§ To do
Please copy out everything from "- ISBN: 978-0995716223" down to "and white women." in the book page below, renaming "collection" to "anthology" wherever it appears.

Your Silence Will Not Protect You
- Author: Audre Lorde
- Language: English
- Genre: Non-Fiction
- Publisher: Silver Press
- Publication date: October 2, 2017
- Publication place: United Kingdom
- Media type: Print (Paperback)
- Pages: 230 pp (paperback 1st edition)
- ISBN: 978-0995716223

= Your Silence Will Not Protect You =

2017 essay collection

Your Silence Will Not Protect You is a 2017 posthumous collection of essays, speeches, and poems by Caribbean American author and poet Audre Lorde. It is the first time a British publisher collected Lorde's work into one volume. The collection focuses on key themes such as: shifting language into action, silence as a form of violence, and the importance of history. Lorde describes herself as a "Black, lesbian, mother, warrior, poet", and addresses the difficulties in communication between Black and white women.

The collection is made up of five sections: a preface by Reni Eddo-Lodge, an introduction by Sara Ahmed, 13 essays, 17 poems, and a Note on the Text. As the Note on the Text states, many of the essays in the collection were given as papers at conferences across the U.S. The essays were all previously published in Lorde's 1984 book Sister Outsider. Further, Lorde often revised early poems and re-published them, so many of the poems in this collection are the latest versions of Lorde's work.

== Background ==
Your Silence Will Not Protect You was published posthumously in order to bring together Lorde's essential poetry, speeches, and essays, into one volume for the first time. As Silver Press states, "Her extraordinary belief in the power of language – of speaking – to articulate selfhood, confront injustice and bring about change in the world remains as transformative today as it was then, and no less urgent".

=== Title ===
"Your Silence Will Not Protect You" is a quote from the first essay to appear in the collection, "The Transformation of Silence into Language and Action". She states, "My silences had not protected me. Your silences will not protect you". This references her belief in speaking for oneself and taking language into action.

§ Information provided
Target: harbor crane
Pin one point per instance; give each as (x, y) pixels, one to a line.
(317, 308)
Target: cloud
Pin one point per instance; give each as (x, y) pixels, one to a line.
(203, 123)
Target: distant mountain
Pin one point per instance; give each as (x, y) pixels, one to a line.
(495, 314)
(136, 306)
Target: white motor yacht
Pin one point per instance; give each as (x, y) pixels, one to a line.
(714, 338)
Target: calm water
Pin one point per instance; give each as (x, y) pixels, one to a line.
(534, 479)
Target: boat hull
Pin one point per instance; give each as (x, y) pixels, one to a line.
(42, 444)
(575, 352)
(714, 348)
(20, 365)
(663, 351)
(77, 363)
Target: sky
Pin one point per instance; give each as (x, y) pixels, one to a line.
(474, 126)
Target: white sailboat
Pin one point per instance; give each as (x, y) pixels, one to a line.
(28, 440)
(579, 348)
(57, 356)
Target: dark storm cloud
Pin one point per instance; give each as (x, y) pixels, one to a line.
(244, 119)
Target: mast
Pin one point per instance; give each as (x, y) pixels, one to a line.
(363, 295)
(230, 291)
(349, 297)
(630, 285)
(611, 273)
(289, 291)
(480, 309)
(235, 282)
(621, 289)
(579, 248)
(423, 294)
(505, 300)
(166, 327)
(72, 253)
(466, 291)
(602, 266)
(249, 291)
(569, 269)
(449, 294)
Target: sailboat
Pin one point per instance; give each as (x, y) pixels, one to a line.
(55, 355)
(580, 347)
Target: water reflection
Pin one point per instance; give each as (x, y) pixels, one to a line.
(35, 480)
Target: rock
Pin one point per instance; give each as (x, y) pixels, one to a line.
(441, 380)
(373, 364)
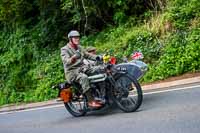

§ Solution
- ISBN: 978-0995716223

= Your Silence Will Not Protect You =

2017 essay anthology

Your Silence Will Not Protect You is a 2017 posthumous anthology of essays, speeches, and poems by Caribbean American author and poet Audre Lorde. It is the first time a British publisher collected Lorde's work into one volume. The anthology focuses on key themes such as: shifting language into action, silence as a form of violence, and the importance of history. Lorde describes herself as a "Black, lesbian, mother, warrior, poet", and addresses the difficulties in communication between Black and white women.